▶ Exercise directions:
Arrange the items as a numbered list, leaving out blank lines and any pictures, covering only the part that opens with the line containing "seg: mossy rock" and closes with the line containing "M 556 199 L", both included.

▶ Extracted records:
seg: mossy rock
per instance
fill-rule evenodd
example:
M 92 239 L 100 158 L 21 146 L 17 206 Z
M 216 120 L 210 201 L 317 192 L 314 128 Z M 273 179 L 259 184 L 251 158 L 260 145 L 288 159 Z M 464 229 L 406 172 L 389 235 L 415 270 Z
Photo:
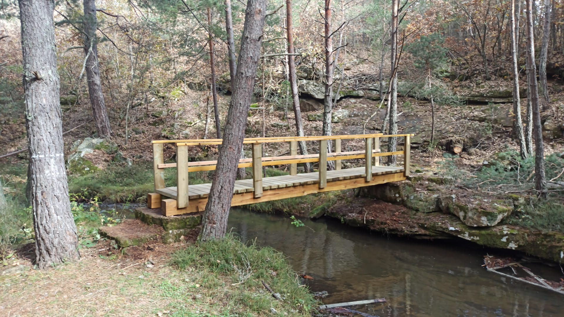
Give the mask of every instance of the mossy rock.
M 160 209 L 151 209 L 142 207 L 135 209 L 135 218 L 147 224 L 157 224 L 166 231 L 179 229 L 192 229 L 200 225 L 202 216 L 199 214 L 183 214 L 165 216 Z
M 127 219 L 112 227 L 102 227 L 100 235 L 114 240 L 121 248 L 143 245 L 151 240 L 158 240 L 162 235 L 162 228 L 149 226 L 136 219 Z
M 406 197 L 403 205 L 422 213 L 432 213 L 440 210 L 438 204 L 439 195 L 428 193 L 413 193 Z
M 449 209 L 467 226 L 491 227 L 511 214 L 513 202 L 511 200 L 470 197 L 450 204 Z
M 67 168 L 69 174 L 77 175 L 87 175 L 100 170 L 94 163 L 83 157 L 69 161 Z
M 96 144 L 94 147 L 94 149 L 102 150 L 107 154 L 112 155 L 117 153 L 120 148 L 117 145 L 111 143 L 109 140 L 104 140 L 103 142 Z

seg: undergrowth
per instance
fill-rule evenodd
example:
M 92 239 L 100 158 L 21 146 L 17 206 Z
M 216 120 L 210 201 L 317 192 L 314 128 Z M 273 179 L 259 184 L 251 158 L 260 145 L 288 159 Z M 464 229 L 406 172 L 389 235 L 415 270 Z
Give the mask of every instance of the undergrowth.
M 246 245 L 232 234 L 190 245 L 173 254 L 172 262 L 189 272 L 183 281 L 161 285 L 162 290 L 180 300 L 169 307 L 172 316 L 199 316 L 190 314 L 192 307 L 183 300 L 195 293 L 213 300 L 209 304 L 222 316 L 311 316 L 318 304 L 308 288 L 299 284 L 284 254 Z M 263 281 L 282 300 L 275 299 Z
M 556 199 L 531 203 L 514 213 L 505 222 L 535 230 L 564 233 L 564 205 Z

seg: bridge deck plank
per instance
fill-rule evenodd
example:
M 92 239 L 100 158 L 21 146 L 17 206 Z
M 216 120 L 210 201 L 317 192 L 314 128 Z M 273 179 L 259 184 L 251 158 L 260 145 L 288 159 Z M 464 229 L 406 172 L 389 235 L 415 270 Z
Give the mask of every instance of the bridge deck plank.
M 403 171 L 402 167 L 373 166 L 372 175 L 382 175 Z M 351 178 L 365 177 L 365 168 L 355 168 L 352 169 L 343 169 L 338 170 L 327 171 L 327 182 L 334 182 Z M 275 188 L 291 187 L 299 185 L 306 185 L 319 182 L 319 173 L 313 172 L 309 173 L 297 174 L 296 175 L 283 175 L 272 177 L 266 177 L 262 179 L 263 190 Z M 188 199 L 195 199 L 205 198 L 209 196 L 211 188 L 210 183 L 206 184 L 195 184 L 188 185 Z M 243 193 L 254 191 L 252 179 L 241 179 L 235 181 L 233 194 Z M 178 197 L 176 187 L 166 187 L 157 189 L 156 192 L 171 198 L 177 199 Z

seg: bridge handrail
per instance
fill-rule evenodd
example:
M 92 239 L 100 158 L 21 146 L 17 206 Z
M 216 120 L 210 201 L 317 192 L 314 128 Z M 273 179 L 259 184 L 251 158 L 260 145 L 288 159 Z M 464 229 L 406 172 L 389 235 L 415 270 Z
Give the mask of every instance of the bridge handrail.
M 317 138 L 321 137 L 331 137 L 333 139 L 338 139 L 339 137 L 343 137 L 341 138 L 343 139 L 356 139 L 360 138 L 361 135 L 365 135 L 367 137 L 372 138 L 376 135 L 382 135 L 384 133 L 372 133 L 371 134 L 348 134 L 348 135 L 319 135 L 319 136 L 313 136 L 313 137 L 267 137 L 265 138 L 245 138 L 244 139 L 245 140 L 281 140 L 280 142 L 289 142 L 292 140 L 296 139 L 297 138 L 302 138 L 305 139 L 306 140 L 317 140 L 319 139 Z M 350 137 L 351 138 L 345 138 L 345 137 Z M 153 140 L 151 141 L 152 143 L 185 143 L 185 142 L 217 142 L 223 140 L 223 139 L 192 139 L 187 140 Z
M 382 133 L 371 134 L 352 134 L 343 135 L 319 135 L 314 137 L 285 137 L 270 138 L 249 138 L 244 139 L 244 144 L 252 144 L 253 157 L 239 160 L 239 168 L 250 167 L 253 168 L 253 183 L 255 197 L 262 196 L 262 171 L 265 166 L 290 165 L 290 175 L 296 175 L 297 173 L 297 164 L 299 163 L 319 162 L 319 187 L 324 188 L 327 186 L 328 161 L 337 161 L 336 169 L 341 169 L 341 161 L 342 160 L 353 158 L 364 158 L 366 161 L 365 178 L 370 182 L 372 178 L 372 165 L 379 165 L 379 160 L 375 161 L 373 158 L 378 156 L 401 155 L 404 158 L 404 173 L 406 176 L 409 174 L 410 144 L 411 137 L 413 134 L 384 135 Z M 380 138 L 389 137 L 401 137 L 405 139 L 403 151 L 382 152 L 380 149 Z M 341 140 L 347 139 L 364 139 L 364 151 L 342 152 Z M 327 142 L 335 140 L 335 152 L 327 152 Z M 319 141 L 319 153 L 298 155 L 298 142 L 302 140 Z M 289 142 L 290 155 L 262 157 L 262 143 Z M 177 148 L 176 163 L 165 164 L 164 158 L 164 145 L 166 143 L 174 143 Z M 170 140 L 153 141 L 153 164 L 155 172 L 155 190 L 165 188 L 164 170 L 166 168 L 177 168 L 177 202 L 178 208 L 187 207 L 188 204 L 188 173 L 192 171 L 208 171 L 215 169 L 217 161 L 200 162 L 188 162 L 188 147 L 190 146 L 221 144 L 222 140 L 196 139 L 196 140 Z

--

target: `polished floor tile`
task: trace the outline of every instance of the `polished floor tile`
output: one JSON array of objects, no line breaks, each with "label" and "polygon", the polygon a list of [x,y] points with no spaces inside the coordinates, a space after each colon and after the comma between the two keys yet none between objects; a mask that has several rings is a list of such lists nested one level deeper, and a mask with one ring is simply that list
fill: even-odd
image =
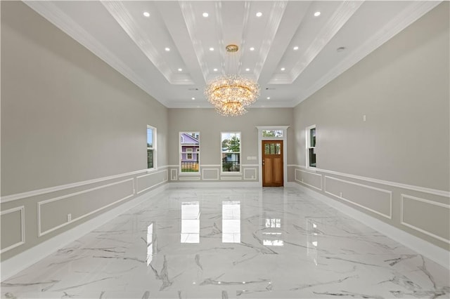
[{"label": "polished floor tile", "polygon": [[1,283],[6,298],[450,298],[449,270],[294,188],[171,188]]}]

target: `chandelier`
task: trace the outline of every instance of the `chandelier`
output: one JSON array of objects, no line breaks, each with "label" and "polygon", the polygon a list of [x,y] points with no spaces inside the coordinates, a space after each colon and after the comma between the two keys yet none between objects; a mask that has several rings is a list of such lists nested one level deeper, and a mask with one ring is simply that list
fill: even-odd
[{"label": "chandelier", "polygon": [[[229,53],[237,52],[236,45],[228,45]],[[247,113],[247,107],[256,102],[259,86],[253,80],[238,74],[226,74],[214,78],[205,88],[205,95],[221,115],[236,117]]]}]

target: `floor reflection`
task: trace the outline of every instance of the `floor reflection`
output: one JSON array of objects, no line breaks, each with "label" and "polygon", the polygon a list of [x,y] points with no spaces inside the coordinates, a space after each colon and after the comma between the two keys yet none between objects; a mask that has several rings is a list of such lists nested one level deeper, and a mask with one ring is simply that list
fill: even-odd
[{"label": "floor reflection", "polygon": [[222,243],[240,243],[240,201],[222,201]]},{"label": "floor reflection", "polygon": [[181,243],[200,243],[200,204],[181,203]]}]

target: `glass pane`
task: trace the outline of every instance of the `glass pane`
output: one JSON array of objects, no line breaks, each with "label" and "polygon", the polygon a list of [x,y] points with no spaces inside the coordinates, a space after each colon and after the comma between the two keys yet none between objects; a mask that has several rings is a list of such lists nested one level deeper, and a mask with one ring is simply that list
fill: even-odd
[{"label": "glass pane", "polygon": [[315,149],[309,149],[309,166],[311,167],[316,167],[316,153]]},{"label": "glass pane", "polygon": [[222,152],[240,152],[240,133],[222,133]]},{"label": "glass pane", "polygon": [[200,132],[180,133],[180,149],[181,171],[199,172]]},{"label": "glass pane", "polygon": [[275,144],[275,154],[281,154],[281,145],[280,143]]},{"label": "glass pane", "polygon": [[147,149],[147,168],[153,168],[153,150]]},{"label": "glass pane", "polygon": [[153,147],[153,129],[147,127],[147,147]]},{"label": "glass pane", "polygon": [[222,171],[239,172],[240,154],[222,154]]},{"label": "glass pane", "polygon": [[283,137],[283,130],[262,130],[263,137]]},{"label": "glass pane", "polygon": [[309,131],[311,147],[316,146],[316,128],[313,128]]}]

▶ Finished task:
1. seg: mossy rock
2. per instance
3. fill-rule evenodd
4. example:
5. M 92 239 L 100 158 L 21 146 L 17 206 Z
6. M 216 120 L 210 201 L 317 192 L 314 128 Z M 273 179 L 259 184 L 251 158 L 260 145 L 288 159 Z M 464 229 L 406 172 L 389 235 L 415 270 Z
7. Photo:
8. Give the mask of every instance of the mossy rock.
9. M 160 209 L 151 209 L 142 207 L 135 209 L 135 218 L 147 224 L 157 224 L 166 231 L 179 229 L 192 229 L 200 225 L 202 216 L 199 214 L 183 214 L 165 216 Z
10. M 127 219 L 112 227 L 102 227 L 100 235 L 114 240 L 121 248 L 143 245 L 151 240 L 158 240 L 162 235 L 162 228 L 149 226 L 136 219 Z
11. M 406 197 L 403 205 L 422 213 L 432 213 L 440 210 L 438 204 L 439 195 L 428 193 L 413 193 Z
12. M 449 209 L 467 226 L 491 227 L 511 214 L 513 202 L 511 200 L 470 197 L 450 204 Z
13. M 67 168 L 69 174 L 77 175 L 87 175 L 100 170 L 94 163 L 83 157 L 69 161 Z
14. M 96 144 L 94 147 L 94 149 L 102 150 L 107 154 L 112 155 L 117 153 L 120 148 L 117 145 L 111 143 L 109 140 L 104 140 L 103 142 Z
15. seg: undergrowth
16. per instance
17. fill-rule evenodd
18. example:
19. M 92 239 L 100 158 L 21 146 L 17 206 Z
20. M 216 120 L 210 201 L 317 192 L 314 128 Z M 273 179 L 259 184 L 251 158 L 260 145 L 288 159 Z M 464 229 L 406 172 L 389 235 L 415 270 Z
21. Give the mask of every instance of the undergrowth.
22. M 246 245 L 232 234 L 190 245 L 173 254 L 172 262 L 189 272 L 183 281 L 161 285 L 162 290 L 180 300 L 169 307 L 172 316 L 199 316 L 190 314 L 192 307 L 183 300 L 195 293 L 213 300 L 209 304 L 222 316 L 311 316 L 318 304 L 308 288 L 299 284 L 284 254 Z M 263 281 L 282 300 L 275 299 Z
23. M 556 199 L 531 203 L 514 213 L 505 222 L 535 230 L 564 233 L 564 205 Z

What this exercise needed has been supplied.